(Text excerpt)

= Reuben Mednikoff =

British surrealist artist (1906–1972

Reuben Mednikoff (1906–1972), also known as Reuben Pailthorpe and Richard Pailthorpe, was a British surrealist artist, designer and poet. Mednikoff is known for his collaboration with Grace Pailthorpe in the development of Psychorealism.

==Biography==
Reuben Mednikoff was born on 2 June 1906 in the East End (present-day Tower Hamlets) to a Russian Jewish family. Mednikoff's father, Myer Mednikoff, was a tinsmith and his mother, Hetty Mednikoff (Note: Also cited as Annie Mednikoff), was a housewife. Both of Mednikoff's parents were born in Vitebsk, Russian Empire (present-day, Belarus).

In 1920, at age 14, Mednikoff enrolled at the Saint Martin's School of Art. Mednikoff studied illustrations for advertisements and later graduated in 1923.

In 1935, Mednikoff met the painter and surgeon Grace Pailthorpe at a party.

He died 3 May 1972, according to UK Probate records.

==Personal life==
On 14 December 1932, Mednikoff married Marie Louise De Sousa. De Sousa later left Mednikoff in 1933 following an affair with the artist Harold Llewellyn Botcherby (1907-1943). Mednikoff filed for divorce in 1934, and the divorce was finalised on 28 January 1935.

(End Text excerpt)

* _Goal of the exercise_: According to the biography of Reuben Mednikoff, at which art school did he enroll in 1920?

(Data listing)

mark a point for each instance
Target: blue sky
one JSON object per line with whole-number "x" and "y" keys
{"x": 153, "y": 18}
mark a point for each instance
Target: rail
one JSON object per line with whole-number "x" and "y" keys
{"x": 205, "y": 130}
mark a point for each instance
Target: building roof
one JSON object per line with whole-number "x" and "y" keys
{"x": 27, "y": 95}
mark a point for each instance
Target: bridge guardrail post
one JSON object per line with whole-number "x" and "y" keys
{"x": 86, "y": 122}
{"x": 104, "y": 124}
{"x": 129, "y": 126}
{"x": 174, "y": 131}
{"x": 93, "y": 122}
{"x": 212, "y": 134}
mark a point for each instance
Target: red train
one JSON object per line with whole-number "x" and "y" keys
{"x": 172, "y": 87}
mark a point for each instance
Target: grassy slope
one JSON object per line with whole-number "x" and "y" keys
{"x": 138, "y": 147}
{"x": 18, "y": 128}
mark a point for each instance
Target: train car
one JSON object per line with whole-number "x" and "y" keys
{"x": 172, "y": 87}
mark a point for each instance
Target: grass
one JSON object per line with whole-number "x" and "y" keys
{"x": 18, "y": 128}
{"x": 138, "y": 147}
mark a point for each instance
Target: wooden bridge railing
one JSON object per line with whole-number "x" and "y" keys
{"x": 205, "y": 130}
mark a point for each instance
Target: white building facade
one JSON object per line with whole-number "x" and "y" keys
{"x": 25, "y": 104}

(End Data listing)

* _Finished exercise_: Saint Martin's School of Art